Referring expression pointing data
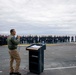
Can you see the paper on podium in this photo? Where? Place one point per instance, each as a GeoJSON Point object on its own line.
{"type": "Point", "coordinates": [34, 47]}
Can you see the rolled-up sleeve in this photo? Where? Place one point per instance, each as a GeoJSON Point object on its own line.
{"type": "Point", "coordinates": [15, 41]}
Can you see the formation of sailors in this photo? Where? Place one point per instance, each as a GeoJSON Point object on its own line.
{"type": "Point", "coordinates": [38, 39]}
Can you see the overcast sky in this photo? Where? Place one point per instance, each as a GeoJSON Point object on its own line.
{"type": "Point", "coordinates": [38, 17]}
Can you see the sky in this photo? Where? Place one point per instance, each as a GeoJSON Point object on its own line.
{"type": "Point", "coordinates": [38, 17]}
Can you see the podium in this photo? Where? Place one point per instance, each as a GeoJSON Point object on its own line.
{"type": "Point", "coordinates": [36, 58]}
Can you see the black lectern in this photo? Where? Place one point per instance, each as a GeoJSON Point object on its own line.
{"type": "Point", "coordinates": [36, 58]}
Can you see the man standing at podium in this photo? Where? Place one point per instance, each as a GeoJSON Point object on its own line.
{"type": "Point", "coordinates": [14, 55]}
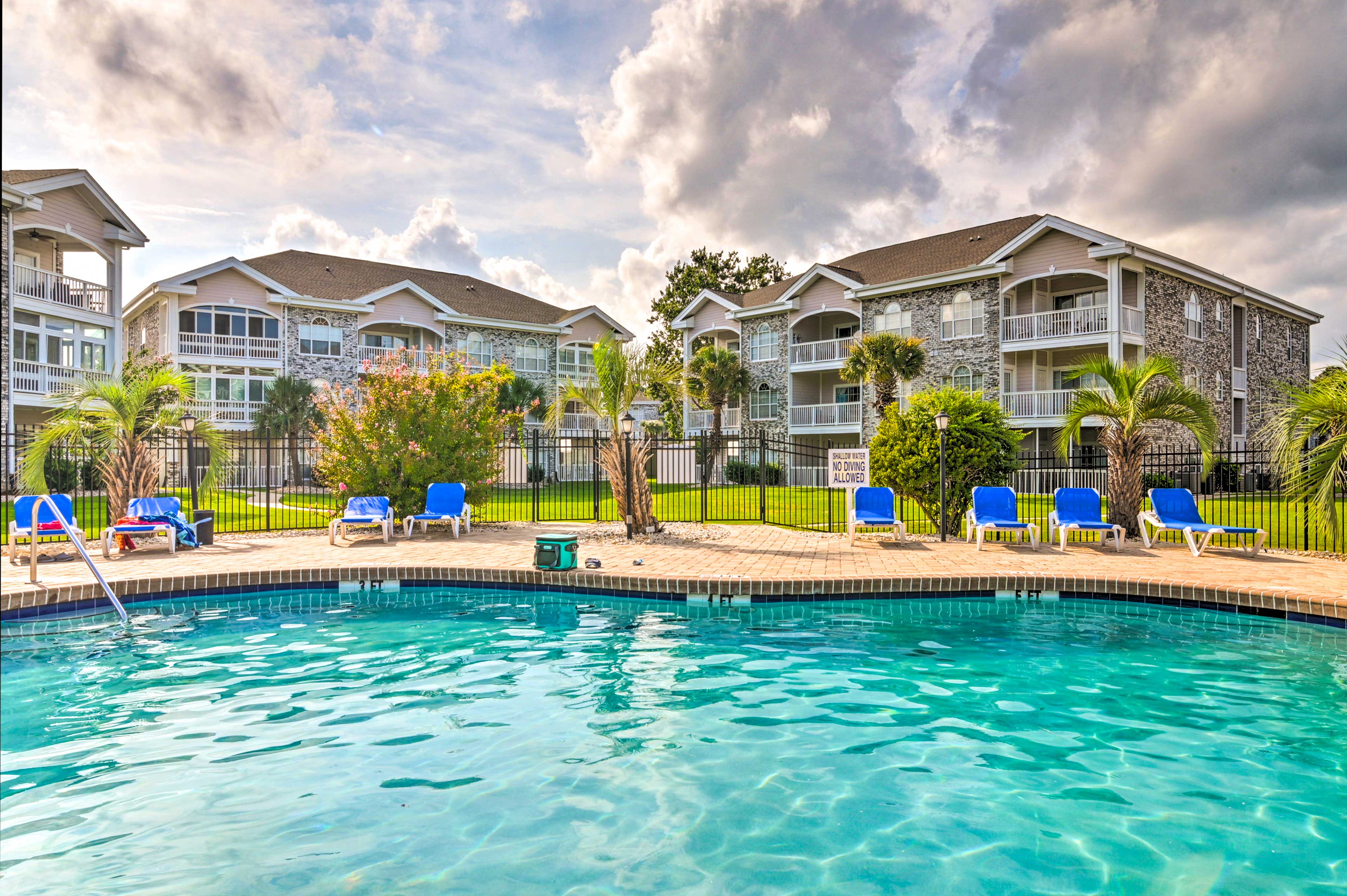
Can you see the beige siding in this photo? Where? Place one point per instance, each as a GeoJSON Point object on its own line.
{"type": "Point", "coordinates": [61, 208]}
{"type": "Point", "coordinates": [410, 308]}
{"type": "Point", "coordinates": [219, 289]}
{"type": "Point", "coordinates": [1057, 248]}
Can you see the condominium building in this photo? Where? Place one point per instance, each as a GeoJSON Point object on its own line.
{"type": "Point", "coordinates": [236, 325]}
{"type": "Point", "coordinates": [59, 329]}
{"type": "Point", "coordinates": [1005, 308]}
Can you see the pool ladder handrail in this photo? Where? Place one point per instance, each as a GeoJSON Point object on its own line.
{"type": "Point", "coordinates": [65, 526]}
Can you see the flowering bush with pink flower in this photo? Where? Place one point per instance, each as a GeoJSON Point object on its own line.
{"type": "Point", "coordinates": [403, 429]}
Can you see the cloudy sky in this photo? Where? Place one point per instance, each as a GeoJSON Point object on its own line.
{"type": "Point", "coordinates": [576, 150]}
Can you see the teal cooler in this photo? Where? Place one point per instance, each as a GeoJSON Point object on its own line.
{"type": "Point", "coordinates": [556, 552]}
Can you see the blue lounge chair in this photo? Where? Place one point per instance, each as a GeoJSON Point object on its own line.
{"type": "Point", "coordinates": [994, 508]}
{"type": "Point", "coordinates": [363, 511]}
{"type": "Point", "coordinates": [147, 507]}
{"type": "Point", "coordinates": [1081, 510]}
{"type": "Point", "coordinates": [445, 502]}
{"type": "Point", "coordinates": [876, 507]}
{"type": "Point", "coordinates": [21, 527]}
{"type": "Point", "coordinates": [1178, 510]}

**Work item:**
Reproduce every entry above in full and exactly, though not its pictures.

**Answer space:**
Can you see the paper on podium in this photo? Where? Place one point per instance, each as a GeoJSON Point object on its own line.
{"type": "Point", "coordinates": [34, 47]}
Can you see the rolled-up sleeve in this photo? Where? Place one point per instance, each as a GeoJSON Point object on its own line.
{"type": "Point", "coordinates": [15, 41]}
Can you see the formation of sailors in this photo? Where? Place one point per instance, each as a GeoJSON Point object on its own line.
{"type": "Point", "coordinates": [38, 39]}
Can you see the overcast sky in this photo? Where? Place one point per instance, each as a GeoJSON Point object on its own line.
{"type": "Point", "coordinates": [38, 17]}
Can you see the sky in this photo? Where? Place one point per instance, each as a GeoJSON Point object on its own line.
{"type": "Point", "coordinates": [38, 17]}
Can you see the podium in this photo? Where? Place one point per instance, each as a GeoJSON Point object on its own line.
{"type": "Point", "coordinates": [36, 58]}
Can you see the black lectern in this photo? Where? Place one point per instance, each as a GeoJSON Point object on its own line.
{"type": "Point", "coordinates": [36, 58]}
Can you see the man standing at podium in this photo? Where? Place one point per instance, each as a GeoJSON Point object on its own line.
{"type": "Point", "coordinates": [14, 55]}
Can you see the beige siding in this photo? Where? Place one point per instance, each as a GeoJSON Point object on its own line.
{"type": "Point", "coordinates": [61, 208]}
{"type": "Point", "coordinates": [410, 308]}
{"type": "Point", "coordinates": [219, 289]}
{"type": "Point", "coordinates": [1057, 248]}
Can you see the condominium building in this photo? Where? Place one point per instance, each as a GeoJSON Point object on its own line.
{"type": "Point", "coordinates": [236, 325]}
{"type": "Point", "coordinates": [59, 329]}
{"type": "Point", "coordinates": [1005, 308]}
Can you see the pool ladder handrail in this photo? Where? Place one point per instance, each as a GeoJSON Point object on its own line.
{"type": "Point", "coordinates": [65, 526]}
Can you see the flowering bush with pink flower in this photo? Where? Place one point per instance, each as a GeoJSON Point object on its own line.
{"type": "Point", "coordinates": [403, 429]}
Can you see the cloudy sky in this photo? Where? Place one point per instance, each as a GeoJSON Point object on its own line.
{"type": "Point", "coordinates": [576, 150]}
Can you see the teal cooler in this photo? Where? Place one point per instance, each as a GeoJSON Point object on its own line.
{"type": "Point", "coordinates": [556, 552]}
Can you see the blue lounge chair in this photo? Where? Place one point per instance, each as a GeoJSON Point object on its own line.
{"type": "Point", "coordinates": [994, 508]}
{"type": "Point", "coordinates": [363, 511]}
{"type": "Point", "coordinates": [147, 507]}
{"type": "Point", "coordinates": [1081, 510]}
{"type": "Point", "coordinates": [445, 502]}
{"type": "Point", "coordinates": [876, 507]}
{"type": "Point", "coordinates": [21, 527]}
{"type": "Point", "coordinates": [1178, 510]}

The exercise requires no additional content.